* Begin Quoted passage *
Chris Sale Changing Sox

Over the summer, the Golden State Warriors went from being a powerhouse team with three of the top players in the league, to a team many didn’t think would be beat after adding Kevin Durant. This sounds a little familiar with the MLB and the Boston Red Sox. After making the playoffs this year with players such as Dustin Pedroia, David Ortiz, Rick Porcello, David Price, Hanley Ramirez and many more, the acquisition of all-star pitcher, Chris Sale, could be why many believe the Red Sox to be the Warriors of baseball now.

Who is part of the trade?

Sale, an all-star for the past five years, is walking into one of the best pitching rotations in baseball. The six foot, six inch lefty will join the most recent Cy Young winner, Rick Porcello, and past winner David Price.  Red Sox president of baseball operations, Dave Dombroski, is known to be pretty aggressive when it comes to trades in the baseball industry and he made a pretty aggressive move in the winter meetings.

The trade package gives the Boston Red Sox, Sale, but in return, they handed over key prospects, Yoan Moncanda and Michael Kopech. These guys are two of the best prospects in the MLB and are very young guys who could have a serious impact for the Chicago White Sox organization. The Red Sox brought Moncanda in from Cuba on a record $31.5 million deal. He had a pretty average debut season, going four for nineteen with twelve strikeouts. Kopech really impressed scouts in the Arizona Fall league with an extremely hard to hit fastball. He posted a 2.25 ERA with the Red Sox in eleven starts.
* End Quoted passage *
* Begin Material for this exercise *
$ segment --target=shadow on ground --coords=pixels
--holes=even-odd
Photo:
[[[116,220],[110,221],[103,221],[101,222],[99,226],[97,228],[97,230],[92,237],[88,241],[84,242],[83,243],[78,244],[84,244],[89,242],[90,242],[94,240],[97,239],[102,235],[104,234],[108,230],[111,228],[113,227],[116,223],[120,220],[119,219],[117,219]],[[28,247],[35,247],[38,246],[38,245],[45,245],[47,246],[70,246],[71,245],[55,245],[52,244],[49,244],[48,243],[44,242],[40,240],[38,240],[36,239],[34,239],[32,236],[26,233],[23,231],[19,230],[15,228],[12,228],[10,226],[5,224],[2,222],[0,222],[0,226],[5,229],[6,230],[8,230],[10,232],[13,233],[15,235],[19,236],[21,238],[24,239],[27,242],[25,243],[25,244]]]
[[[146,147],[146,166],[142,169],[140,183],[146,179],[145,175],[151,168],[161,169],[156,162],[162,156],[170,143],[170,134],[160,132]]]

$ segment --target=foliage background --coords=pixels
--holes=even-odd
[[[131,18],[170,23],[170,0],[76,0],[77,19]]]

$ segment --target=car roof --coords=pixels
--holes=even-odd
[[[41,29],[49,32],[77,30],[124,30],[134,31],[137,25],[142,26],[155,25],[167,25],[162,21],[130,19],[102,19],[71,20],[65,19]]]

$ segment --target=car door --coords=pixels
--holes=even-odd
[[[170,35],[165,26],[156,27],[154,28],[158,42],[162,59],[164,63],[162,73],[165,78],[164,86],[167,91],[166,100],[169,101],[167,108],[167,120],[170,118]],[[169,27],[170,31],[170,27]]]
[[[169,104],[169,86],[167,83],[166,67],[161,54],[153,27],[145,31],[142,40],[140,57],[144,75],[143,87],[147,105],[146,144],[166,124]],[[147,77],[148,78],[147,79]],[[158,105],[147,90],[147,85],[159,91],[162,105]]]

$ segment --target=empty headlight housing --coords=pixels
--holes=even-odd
* End Material for this exercise *
Tasks to carry out ::
1/ In the article on the Chris Sale trade, what deal did the Red Sox use to bring Moncanda in from Cuba?
2/ Arrange the lines of the listing from the line containing "--target=foliage background --coords=pixels" through the end of the listing, both included, as a Markdown table with the columns Num and Line, leaving out blank lines.
This listing is unrelated to the text.

Response list ::
1/ A record $31.5 million deal.

2/
| Num | Line |
|---|---|
| 1 | $ segment --target=foliage background --coords=pixels |
| 2 | --holes=even-odd |
| 3 | [[[131,18],[170,23],[170,0],[76,0],[77,19]]] |
| 4 | $ segment --target=car roof --coords=pixels |
| 5 | --holes=even-odd |
| 6 | [[[41,29],[49,32],[77,30],[124,30],[134,31],[137,25],[142,26],[155,25],[167,25],[162,21],[130,19],[102,19],[71,20],[65,19]]] |
| 7 | $ segment --target=car door --coords=pixels |
| 8 | --holes=even-odd |
| 9 | [[[170,35],[165,26],[156,27],[154,28],[158,42],[162,59],[164,63],[162,73],[165,78],[164,86],[167,91],[166,100],[169,101],[167,108],[167,120],[170,118]],[[169,27],[170,31],[170,27]]] |
| 10 | [[[169,104],[169,86],[167,83],[166,67],[161,54],[153,27],[145,31],[142,40],[140,57],[144,75],[143,87],[147,105],[146,144],[166,124]],[[147,77],[148,78],[147,79]],[[158,105],[147,90],[147,85],[159,91],[162,105]]] |
| 11 | $ segment --target=empty headlight housing --coords=pixels |
| 12 | --holes=even-odd |